▸ **DATA**:
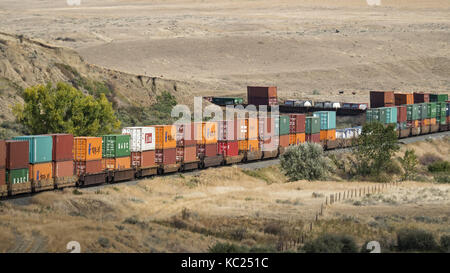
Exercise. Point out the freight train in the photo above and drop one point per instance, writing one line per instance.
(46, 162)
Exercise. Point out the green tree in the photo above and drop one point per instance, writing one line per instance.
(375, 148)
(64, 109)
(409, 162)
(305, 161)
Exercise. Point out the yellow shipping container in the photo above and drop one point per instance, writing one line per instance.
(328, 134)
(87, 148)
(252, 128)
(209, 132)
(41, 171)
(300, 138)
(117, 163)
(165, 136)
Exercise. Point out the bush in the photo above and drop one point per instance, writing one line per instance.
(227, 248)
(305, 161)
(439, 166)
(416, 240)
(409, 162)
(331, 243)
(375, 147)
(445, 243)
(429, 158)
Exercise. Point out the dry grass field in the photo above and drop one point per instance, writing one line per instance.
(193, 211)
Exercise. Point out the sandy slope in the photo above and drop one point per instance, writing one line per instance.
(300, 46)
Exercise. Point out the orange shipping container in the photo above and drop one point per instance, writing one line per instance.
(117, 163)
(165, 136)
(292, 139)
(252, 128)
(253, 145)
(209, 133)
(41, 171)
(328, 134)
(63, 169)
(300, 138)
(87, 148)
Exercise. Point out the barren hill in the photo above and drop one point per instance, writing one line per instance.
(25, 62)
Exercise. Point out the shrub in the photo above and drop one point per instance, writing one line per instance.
--
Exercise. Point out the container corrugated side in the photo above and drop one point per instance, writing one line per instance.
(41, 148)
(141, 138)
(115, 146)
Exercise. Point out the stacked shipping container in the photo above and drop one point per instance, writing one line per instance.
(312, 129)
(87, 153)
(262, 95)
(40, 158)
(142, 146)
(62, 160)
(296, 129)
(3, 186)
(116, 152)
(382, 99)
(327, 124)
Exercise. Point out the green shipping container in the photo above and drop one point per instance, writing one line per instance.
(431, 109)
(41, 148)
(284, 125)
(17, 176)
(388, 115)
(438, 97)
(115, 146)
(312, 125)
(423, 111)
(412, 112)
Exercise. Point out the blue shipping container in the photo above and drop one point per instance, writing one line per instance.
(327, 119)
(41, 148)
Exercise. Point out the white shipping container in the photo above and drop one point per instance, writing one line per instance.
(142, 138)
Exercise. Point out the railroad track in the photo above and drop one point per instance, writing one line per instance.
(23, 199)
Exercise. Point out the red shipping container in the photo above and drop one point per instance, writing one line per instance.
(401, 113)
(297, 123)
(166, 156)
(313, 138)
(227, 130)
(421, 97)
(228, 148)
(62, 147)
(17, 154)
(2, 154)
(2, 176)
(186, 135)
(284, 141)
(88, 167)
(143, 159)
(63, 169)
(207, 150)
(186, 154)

▸ **ACTIVITY**:
All that is wanted is an exact copy of the lines above from the one with "Exercise. Point out the barren" through the one with "Exercise. Point out the shrub", with both ends included.

▸ **RESPONSE**:
Exercise. Point out the barren hill in the photo above and drop one point per instance, writing one line per instance.
(25, 62)
Exercise. Point out the shrub in the photo above and drop one point per instance, writing one line per instance.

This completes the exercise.